**WHAT TO PRODUCE:** Please render the lines from the start of the items up to and including the line with "M 284 253 L" as a Markdown table with the columns Row and Line, numbering each row and omitting blank lines.

**MATERIAL FOR THIS EXERCISE:**
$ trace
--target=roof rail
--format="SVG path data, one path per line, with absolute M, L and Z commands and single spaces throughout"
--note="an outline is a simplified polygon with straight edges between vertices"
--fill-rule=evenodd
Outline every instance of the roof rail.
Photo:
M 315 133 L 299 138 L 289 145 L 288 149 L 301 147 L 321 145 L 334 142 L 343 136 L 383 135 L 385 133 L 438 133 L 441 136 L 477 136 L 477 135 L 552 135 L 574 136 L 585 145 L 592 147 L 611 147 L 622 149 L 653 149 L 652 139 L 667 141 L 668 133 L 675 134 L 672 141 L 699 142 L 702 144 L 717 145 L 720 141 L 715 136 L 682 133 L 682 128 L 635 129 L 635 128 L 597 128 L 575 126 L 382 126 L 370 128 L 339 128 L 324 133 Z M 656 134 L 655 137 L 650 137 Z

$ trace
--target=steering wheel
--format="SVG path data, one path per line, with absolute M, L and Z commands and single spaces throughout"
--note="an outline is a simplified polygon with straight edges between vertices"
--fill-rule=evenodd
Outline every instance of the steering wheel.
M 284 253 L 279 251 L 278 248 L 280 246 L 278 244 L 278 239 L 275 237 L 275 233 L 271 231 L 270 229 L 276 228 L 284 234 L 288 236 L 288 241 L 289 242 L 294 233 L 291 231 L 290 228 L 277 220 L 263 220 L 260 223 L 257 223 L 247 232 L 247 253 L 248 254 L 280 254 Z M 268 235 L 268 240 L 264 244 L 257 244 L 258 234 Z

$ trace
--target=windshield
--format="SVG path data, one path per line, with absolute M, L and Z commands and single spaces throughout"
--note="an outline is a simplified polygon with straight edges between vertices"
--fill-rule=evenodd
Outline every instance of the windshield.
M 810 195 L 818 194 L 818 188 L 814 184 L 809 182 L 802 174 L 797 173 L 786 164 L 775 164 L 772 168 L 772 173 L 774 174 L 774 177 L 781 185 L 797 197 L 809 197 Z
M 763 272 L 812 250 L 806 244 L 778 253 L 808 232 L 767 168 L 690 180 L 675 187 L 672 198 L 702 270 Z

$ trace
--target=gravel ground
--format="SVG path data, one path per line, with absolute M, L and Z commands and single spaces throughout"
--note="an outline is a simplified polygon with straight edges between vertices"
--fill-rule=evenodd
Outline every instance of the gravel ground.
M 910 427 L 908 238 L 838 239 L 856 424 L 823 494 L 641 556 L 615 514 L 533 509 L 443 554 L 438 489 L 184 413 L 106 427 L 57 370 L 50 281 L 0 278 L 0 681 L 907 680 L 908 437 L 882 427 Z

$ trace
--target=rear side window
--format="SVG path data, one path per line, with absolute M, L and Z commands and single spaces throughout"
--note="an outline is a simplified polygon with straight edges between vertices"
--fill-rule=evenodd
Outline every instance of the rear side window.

**TASK RESPONSE:**
| Row | Line |
|---|---|
| 1 | $ trace |
| 2 | --target=roof rail |
| 3 | --format="SVG path data, one path per line, with absolute M, L and Z commands and single spaces throughout" |
| 4 | --note="an outline is a simplified polygon with straight edges between vertices" |
| 5 | --fill-rule=evenodd |
| 6 | Outline every instance of the roof rail. |
| 7 | Photo: |
| 8 | M 315 133 L 299 138 L 289 145 L 288 149 L 301 147 L 321 145 L 334 142 L 343 136 L 383 135 L 385 133 L 438 133 L 441 136 L 477 136 L 477 135 L 552 135 L 574 136 L 585 145 L 592 147 L 611 147 L 622 149 L 653 149 L 652 139 L 667 141 L 668 133 L 675 134 L 672 141 L 699 142 L 702 144 L 717 145 L 720 141 L 715 136 L 682 133 L 682 128 L 635 129 L 635 128 L 597 128 L 575 126 L 382 126 L 370 128 L 339 128 L 324 133 Z M 656 134 L 655 137 L 650 137 Z |
| 9 | $ trace |
| 10 | --target=steering wheel |
| 11 | --format="SVG path data, one path per line, with absolute M, L and Z commands and single spaces throughout" |
| 12 | --note="an outline is a simplified polygon with straight edges between vertices" |
| 13 | --fill-rule=evenodd |
| 14 | Outline every instance of the steering wheel. |
| 15 | M 284 253 L 279 251 L 278 248 L 280 246 L 278 244 L 278 239 L 275 237 L 275 233 L 271 231 L 270 229 L 276 228 L 284 234 L 288 236 L 288 241 L 289 242 L 294 233 L 291 231 L 290 228 L 277 220 L 263 220 L 260 223 L 257 223 L 247 232 L 247 253 L 248 254 L 280 254 Z M 268 235 L 268 240 L 264 244 L 257 244 L 258 234 Z |